PAGE EXCERPT:
Is there a faster way to do this Cholesky factorization in Rcpp/c++?

This is a problem arose in my Markov Chain Monte Carlo (MCMC) algorithm. And I feel this problem is quite commonly encountered especially in hierarchical Gaussian models. Hence it would be great if there is a much more efficient solution. So the problem is like this:

I have many positive integer vectors xi, for i from 1 to n, a p.s.d. matrix A and a p.s.d. matrix B. For every xi I want to compute the following Cholesky factorization:

chol( kron( diagmat( xi ), A ) + B )

So kron( diagmat( xi ), A ) + B is the covariance matrix for a multivariate Gaussian and I want to sample from this Gaussian hence need the Cholesky factorization of it. The dimension for A and B are not small and I have a large n hence computing the above Cholesky factorization for all xi is really time-consuming. Below is the Rcpp function I wrote using RcppArmadillo:

#include <cmath>
#include <Rmath.h>
#include "RcppArmadillo.h"
// [[Rcpp::depends(RcppArmadillo)]]
using namespace arma;
using namespace Rcpp;

// [[Rcpp::export]]
mat test_C(mat A, mat B, mat X){
  int n_x = X.n_cols;
  int d_B = B.n_rows;
  mat sample(d_B, n_x);
  mat mS_chol_inv;
  for (int i = 0; i < n_x; i++){
    mS_chol_inv = inv(trimatu( chol(kron(diagmat( X.col(i) ),A) + B) ));
    sample.col(i) = mS_chol_inv*randn(d_B);
  }
  return(sample);
}

I also test the computational efficiency using the following code comparing it to its R counterpart:

test_R <- function(A,B,X){
  n_x <- ncol(X)
  d_B <- ncol(B)
  res <- sapply(1:n_x, function(x){
    mS_chol <- chol( kronecker( diag(X[,x]),A ) + B )
    return( mS_chol%*%as.matrix( rnorm(d_B) ) )
  })
  return(res)
}

# Simulate Data
R1 <- matrix(rnorm(24*2),24,2)
A <- R1%*%t(R1) + 0.1*diag(24)
R2 <- matrix(rnorm(264*2),264,2)
B <- R2%*%t(R2) + 0.1*diag(264)
X <- matrix(rpois(11*2178, 5),11,2178)

res <- benchmark(res_R <- test_R(A, B, X),
             res_C <- test_C(A, B, X),
             columns=c("test", "replications", "elapsed", "relative"),
             order="relative",
             replications = 2)

And the result is as follows

> print(res)

COLLECTED DATA:
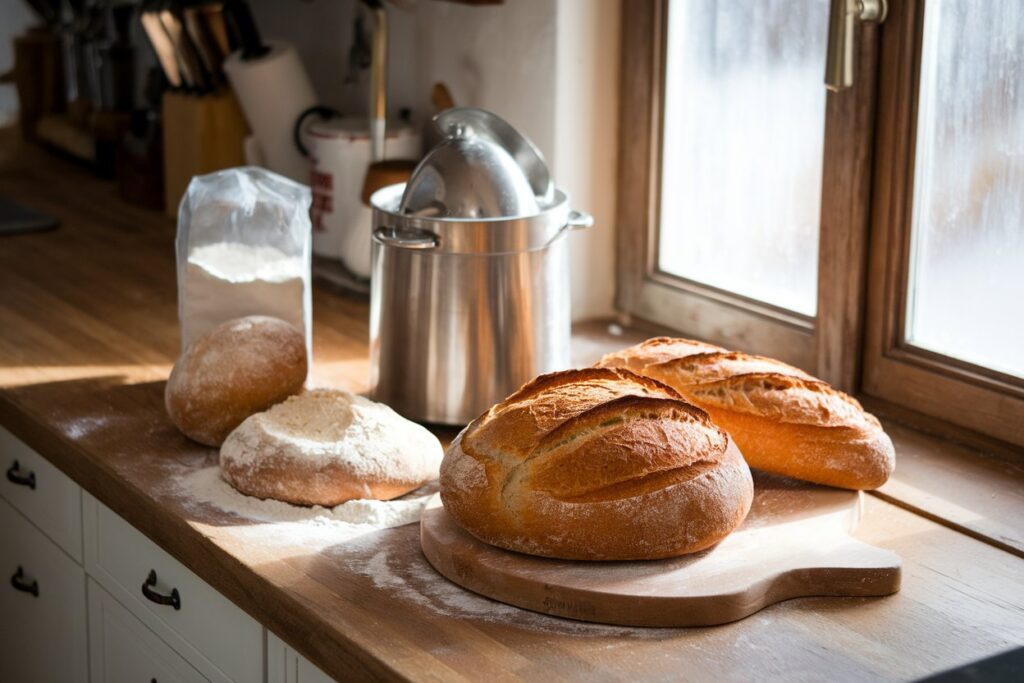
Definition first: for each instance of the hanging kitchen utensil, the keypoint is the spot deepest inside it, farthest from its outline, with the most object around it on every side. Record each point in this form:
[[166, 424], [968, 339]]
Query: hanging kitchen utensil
[[470, 284]]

PROBLEM DESCRIPTION:
From the Cholesky factorization post above, return the passage that opens with the words containing "d_B <- ncol(B)" and closes with "R1 <- matrix(rnorm(24*2),24,2)", copied character for character.

TASK OUTPUT:
d_B <- ncol(B)
  res <- sapply(1:n_x, function(x){
    mS_chol <- chol( kronecker( diag(X[,x]),A ) + B )
    return( mS_chol%*%as.matrix( rnorm(d_B) ) )
  })
  return(res)
}

# Simulate Data
R1 <- matrix(rnorm(24*2),24,2)